- **Task inputs**:
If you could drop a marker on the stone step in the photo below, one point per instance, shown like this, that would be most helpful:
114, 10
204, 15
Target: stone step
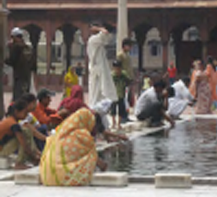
111, 179
4, 163
173, 181
115, 179
27, 177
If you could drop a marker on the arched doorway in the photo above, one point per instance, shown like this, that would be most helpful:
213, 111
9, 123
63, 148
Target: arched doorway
187, 46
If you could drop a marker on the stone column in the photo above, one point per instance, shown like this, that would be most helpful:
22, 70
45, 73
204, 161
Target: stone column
85, 35
34, 39
204, 50
49, 43
122, 21
3, 27
165, 55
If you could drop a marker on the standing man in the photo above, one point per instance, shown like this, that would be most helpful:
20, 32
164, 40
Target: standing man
21, 60
124, 57
101, 85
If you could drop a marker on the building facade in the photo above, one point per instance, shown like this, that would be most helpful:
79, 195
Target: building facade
165, 30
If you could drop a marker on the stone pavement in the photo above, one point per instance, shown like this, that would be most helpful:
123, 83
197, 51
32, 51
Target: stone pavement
8, 189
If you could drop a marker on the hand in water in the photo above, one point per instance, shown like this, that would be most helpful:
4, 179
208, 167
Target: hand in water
123, 137
173, 124
102, 165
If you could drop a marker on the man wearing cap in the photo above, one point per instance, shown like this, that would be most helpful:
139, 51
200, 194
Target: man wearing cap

- **Exercise**:
Your answer must be one number: how many lines of the data contain "wearing".

- **Task output**:
2